▸ Task material
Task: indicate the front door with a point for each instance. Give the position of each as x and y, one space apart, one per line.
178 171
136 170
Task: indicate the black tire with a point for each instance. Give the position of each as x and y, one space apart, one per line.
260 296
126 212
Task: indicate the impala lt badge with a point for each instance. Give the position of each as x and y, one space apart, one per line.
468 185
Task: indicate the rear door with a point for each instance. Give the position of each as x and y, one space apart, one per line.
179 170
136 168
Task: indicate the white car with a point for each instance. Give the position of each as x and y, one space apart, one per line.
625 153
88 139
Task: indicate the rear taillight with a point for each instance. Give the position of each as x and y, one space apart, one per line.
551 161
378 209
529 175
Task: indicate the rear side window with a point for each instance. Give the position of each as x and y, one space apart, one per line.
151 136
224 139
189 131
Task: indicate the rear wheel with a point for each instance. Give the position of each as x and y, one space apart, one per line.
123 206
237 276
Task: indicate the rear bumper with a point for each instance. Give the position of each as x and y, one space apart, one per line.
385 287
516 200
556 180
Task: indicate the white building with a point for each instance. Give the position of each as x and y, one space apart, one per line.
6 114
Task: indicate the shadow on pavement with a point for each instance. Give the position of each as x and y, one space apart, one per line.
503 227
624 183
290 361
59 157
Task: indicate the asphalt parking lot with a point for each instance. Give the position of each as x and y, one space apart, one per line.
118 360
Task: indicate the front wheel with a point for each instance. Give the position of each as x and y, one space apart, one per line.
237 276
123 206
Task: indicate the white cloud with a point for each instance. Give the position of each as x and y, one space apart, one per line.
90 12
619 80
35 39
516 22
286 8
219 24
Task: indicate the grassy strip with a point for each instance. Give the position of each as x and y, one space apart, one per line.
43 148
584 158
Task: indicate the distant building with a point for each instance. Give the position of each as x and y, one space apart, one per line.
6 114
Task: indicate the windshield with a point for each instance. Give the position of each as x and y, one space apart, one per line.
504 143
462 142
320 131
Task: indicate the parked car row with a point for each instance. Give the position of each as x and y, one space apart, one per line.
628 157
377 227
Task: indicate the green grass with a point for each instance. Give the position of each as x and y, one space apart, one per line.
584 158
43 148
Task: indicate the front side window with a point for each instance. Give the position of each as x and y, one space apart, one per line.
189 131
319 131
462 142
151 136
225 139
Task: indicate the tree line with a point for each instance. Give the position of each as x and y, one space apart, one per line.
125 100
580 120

▸ Short task
Copy down the material exactly as written.

▸ Solution for this task
Task: indicate the front door with a point for each instance. Give the position of each as x and y, one space apart, one per line.
178 171
136 170
Task: indicate the black tire with a point for each instance. Give the position of each as x and y, one space apart, one per line.
260 296
126 212
Task: indicate the impala lt badge with a point for each instance. Give the position of each as x and y, one space apart, one per line.
468 185
Task: indicate the rear door with a point for each instance. Give the position of each as x and y, one space apart, one per line.
179 170
136 168
Task: indicate the white car with a point for each instance. Give the position of each as x and y, one space apart, one per line.
625 153
88 139
Task: indicate the rear taillight with a point for each instance. Give the position of each as x and y, one space apart, one per line.
551 161
378 209
529 175
Task: indicate the rear side window with a point for each instance. Give the position of each as x and y, one space apart, one per line.
151 136
224 139
189 131
Task: indicate the rear wheel with a point for each instance. Give the position of each as x and y, one space apart, one per line.
123 206
237 276
Task: indicate the rear bumper with a point for each instance. Give the position of each as x and y, one space apart, one per line.
385 287
516 200
556 180
Task: indicate the white building with a point for each instance. Give the position of each as x and y, one space apart, one per line.
6 114
Task: indicate the shadow on pavement with a point for each instance. Give the position of each as x and y, one space apart, one per line.
503 227
624 183
290 361
59 157
Task: indicate the asphalt parking lot with a point for each instance. Give the position of each as x and y, one space apart, one per line.
118 360
Task: indicate the front wheel with a point for each instance. Give the position of each as x and y, one space apart, one per line.
237 276
123 206
Task: indicate the white cloud with a point for each instance. Give the position of each as x and y, one space apart, one per line.
90 12
619 80
35 39
516 22
286 8
219 24
Task: indicate the grassy strip with a point for each instance. Give the position of each as x and y, one space apart, one per line.
43 148
584 158
Task: indicate the distant building with a point for each instance. Give the position of each as x and y, one space apart, one per line.
6 114
Task: indicate the windshield with a point for each instance. Give the position of each as x and y, one space apart, one per line.
504 143
462 142
320 131
Task: indicate the parked car row with a point for each instance. Give the position of each as x and y, one space apart, one per line.
628 157
377 227
Task: indicate the green grass with a point for each instance. Give the position of each as x and y, one space apart, one per line.
584 158
43 148
Task: indicate the front side window with a point for each instance. Give the position of each as x and y, one space apart, one per line.
189 131
319 131
462 142
151 136
225 139
Task: indicate the tree line with a point for each instance. Give the position of each as x and y, one space apart, one per line.
125 100
580 120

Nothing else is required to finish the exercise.